'''

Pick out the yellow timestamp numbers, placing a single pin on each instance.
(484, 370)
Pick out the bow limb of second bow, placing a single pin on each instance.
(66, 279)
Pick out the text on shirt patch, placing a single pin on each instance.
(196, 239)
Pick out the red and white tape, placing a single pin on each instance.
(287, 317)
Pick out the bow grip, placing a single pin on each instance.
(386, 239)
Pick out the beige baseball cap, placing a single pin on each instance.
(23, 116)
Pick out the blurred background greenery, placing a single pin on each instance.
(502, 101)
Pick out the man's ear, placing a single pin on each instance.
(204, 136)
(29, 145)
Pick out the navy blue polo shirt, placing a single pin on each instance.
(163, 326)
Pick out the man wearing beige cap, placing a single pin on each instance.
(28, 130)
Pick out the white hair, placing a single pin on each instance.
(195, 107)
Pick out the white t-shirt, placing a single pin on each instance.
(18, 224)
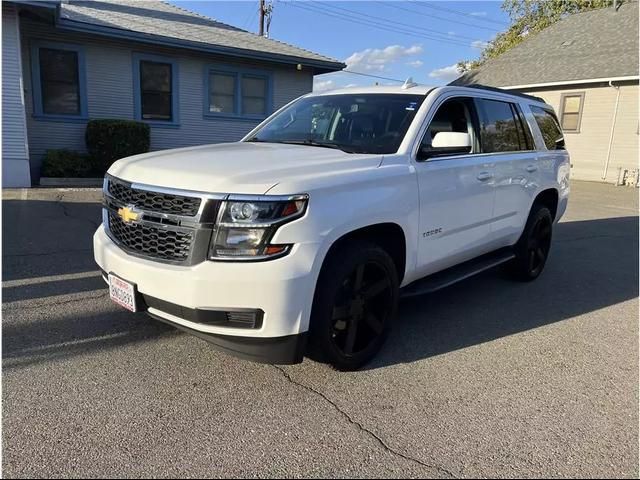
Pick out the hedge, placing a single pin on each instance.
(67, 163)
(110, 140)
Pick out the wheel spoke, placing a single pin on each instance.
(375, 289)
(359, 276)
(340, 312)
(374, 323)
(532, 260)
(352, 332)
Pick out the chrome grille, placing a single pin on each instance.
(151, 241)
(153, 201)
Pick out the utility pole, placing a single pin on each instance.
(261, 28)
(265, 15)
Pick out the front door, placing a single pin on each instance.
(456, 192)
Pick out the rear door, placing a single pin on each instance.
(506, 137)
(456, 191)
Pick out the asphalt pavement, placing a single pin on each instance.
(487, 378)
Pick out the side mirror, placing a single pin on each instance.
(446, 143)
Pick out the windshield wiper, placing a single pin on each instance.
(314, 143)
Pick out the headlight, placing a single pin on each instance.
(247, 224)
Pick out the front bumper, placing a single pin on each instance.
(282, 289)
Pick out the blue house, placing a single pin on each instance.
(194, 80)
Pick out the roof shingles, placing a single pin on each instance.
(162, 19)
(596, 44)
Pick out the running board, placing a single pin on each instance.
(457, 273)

'''

When you retype the listing above, keep each line exactly as written and drop the pictures.

Pick out the yellow timestamp numbers, placing a single pin on each instance.
(484, 370)
Pick out the bow limb of second bow, placing a single pin on each instance.
(66, 279)
Pick out the text on shirt patch, placing a single pin on each instance.
(196, 239)
Pick out the red and white tape, placing a single pin on each instance.
(287, 317)
Pick out the bow grip, placing a single pin on each instance.
(386, 239)
Pick out the beige baseball cap, placing a single pin on each instance.
(23, 116)
Pick out the blurred background greenery, placing a single pin on each instance.
(502, 101)
Pick out the man's ear, placing a single pin on each instance.
(204, 136)
(29, 145)
Pick out the navy blue polo shirt, placing a single pin on each instance.
(163, 326)
Pick out the man wearing beige cap, placing a single pin on each instance.
(28, 130)
Pick out the white hair, placing a single pin on each instance.
(195, 107)
Pick out the white t-shirt, placing a single pin on each instance.
(18, 224)
Pick out the hedge, placing a single pin on each instance.
(67, 163)
(110, 140)
Pick out the wheel spoke, placing a single pin on each instance.
(375, 289)
(359, 276)
(340, 312)
(374, 323)
(532, 260)
(352, 332)
Pick out the chrome grille, placing a single pin on each instance.
(151, 241)
(153, 201)
Pick out the utility pole, placing a single pin on each instance.
(261, 28)
(265, 15)
Pick out the front door, placing a single pin on each instance.
(456, 192)
Pick out the rear door, placing a single pin on each instance.
(506, 137)
(456, 191)
Pick out the asphalt pavement, placing a single pin on each instance.
(487, 378)
Pick out the side mirror, placing a single pin on each instance.
(446, 143)
Pick out the windshield wiper, placing a single pin on each instance.
(314, 143)
Pick out the headlight, placing a single pin on each instance.
(247, 224)
Pick out the front bumper, placing a single pin on each instance.
(282, 289)
Pick out the blue house, placing a single pin on each instance.
(194, 80)
Pick out the roof shingles, placing a single pin on each instance.
(162, 19)
(596, 44)
Pick out the running board, placing a single pin on each instance.
(457, 273)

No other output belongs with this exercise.